- _What the task requires_: Copy out the data below verbatim.

(Part of a data file)
★ ★ ★
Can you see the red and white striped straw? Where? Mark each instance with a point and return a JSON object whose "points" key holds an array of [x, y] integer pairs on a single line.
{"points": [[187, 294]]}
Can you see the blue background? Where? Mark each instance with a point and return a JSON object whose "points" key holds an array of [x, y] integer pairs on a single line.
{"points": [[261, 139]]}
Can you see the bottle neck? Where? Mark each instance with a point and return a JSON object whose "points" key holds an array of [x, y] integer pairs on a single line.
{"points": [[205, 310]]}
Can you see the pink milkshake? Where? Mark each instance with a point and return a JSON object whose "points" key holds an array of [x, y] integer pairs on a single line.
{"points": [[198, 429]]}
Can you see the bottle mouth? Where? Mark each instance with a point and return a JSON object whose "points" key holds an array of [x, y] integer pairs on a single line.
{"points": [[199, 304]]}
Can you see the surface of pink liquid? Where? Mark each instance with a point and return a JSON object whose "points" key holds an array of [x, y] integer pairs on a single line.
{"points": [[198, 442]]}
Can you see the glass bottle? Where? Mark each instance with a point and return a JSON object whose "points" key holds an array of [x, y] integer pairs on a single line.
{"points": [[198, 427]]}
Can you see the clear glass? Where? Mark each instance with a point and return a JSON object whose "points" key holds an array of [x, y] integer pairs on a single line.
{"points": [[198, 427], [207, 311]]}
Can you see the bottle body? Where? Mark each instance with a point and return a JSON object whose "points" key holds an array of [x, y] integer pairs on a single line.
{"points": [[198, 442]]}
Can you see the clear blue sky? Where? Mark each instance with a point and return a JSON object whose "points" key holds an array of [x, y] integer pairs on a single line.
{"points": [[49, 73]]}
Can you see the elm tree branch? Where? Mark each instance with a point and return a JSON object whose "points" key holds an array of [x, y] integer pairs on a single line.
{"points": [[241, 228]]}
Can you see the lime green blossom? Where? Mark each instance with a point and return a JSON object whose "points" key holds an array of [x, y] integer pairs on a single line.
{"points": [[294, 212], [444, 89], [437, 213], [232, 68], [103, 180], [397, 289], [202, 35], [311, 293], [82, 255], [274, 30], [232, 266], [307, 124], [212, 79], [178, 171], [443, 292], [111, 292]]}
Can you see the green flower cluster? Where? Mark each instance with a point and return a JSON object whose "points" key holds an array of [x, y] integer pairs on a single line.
★ ★ ★
- _Response to this exercise_:
Can you see the red and white striped straw? Where? Mark each instance with a point and return a JSON object whose "points" key holds an array of [x, y] integer pairs on a single line.
{"points": [[187, 294]]}
Can you see the blue background? Where? Mark each instance with a point and return a JSON object whose "points" key holds an array of [x, y] integer pairs on a single line.
{"points": [[261, 139]]}
Can you see the bottle neck? Where? Mark each instance with a point and return a JSON object whose "points" key holds an array of [x, y] integer pairs on a single line.
{"points": [[205, 310]]}
Can you see the pink milkshake? Where? Mark each instance with a point and return a JSON object whose "points" key holds an array of [x, y] integer pairs on a single line.
{"points": [[198, 429]]}
Can you see the bottle mouth? Where? Mark each instance with a point and return a JSON object whose "points" key holds an array of [x, y] integer pairs on a single line.
{"points": [[199, 304]]}
Can you see the surface of pink liquid? Where? Mark each instance with a point and return a JSON object whose "points" key holds an array of [x, y] integer pairs on a single line.
{"points": [[198, 442]]}
Can you see the glass bottle? Where? Mark each instance with a point and return a JSON object whose "points" key holds an array of [x, y] integer pairs on a single line.
{"points": [[198, 427]]}
Can you see the clear glass? Where? Mark each instance with a point and return a JSON object whose "points" key holds an array of [x, y] integer pairs on a single line.
{"points": [[198, 427], [207, 311]]}
Can you see the bottle body? Where? Mark each instance with a point and return a JSON object whose "points" key holds an array of [x, y] integer pairs on a single line.
{"points": [[198, 442]]}
Can you see the clear blue sky? Where? Mark each instance with a point and return a JSON object whose "points" key holds an array of [x, y] integer pairs on a single line.
{"points": [[49, 73]]}
Can you see the elm tree branch? Where? Mark each instance with a point and return a JSON object whose "points" key holds an array of [x, y] integer pairs on a single line.
{"points": [[241, 228]]}
Can you see the lime green blossom? Where? Mark each instance with a point and return a JSON object whose "points" key holds an array of [x, y] integer pairs on a single line.
{"points": [[294, 212], [444, 89], [437, 213], [232, 68], [103, 180], [397, 289], [202, 35], [311, 293], [82, 255], [274, 30], [232, 266], [307, 124], [212, 79], [178, 171], [443, 292], [111, 292]]}
Can you see the green flower cluster? Where? Mark each instance with a point and return a JSON object whose "points" key holds an array of [x, y] integer pairs on a single line.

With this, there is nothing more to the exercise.